Pointing dataset excerpts
- - -

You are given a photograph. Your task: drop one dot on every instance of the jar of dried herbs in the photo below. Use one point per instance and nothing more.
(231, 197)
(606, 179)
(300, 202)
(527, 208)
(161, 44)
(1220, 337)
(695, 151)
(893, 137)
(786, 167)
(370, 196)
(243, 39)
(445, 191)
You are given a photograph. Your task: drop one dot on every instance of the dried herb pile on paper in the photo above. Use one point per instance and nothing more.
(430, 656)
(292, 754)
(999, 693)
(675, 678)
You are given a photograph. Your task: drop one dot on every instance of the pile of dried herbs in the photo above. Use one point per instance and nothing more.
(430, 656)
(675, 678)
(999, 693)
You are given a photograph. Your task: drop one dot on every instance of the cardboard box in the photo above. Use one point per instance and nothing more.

- - -

▶ **AIM OF THE TASK**: All entries shown above should be printed again exactly.

▶ **IN RESPONSE**:
You are given a photograph. Your task: drop one dot on every instance of the jar of dried herbs in the photo below. Use one point per instance and nothing more.
(231, 197)
(606, 179)
(300, 202)
(527, 208)
(161, 44)
(1220, 337)
(695, 151)
(893, 137)
(786, 167)
(370, 196)
(243, 39)
(445, 191)
You are given a photograph. Your task: drop one dot on every instance of the dried herb pile on paper in the photo above. Use one point per instance and nothing more.
(430, 656)
(292, 754)
(999, 693)
(675, 678)
You are given a photograph. Your task: drop one dot on every instance of the pile of dried herbs in the photo above. Use one point per instance and nothing more.
(430, 656)
(675, 678)
(999, 693)
You are given a photograph. Your task: drop one dot on every instance of the cardboard box in the photo above. Use one point per instance and nothing more.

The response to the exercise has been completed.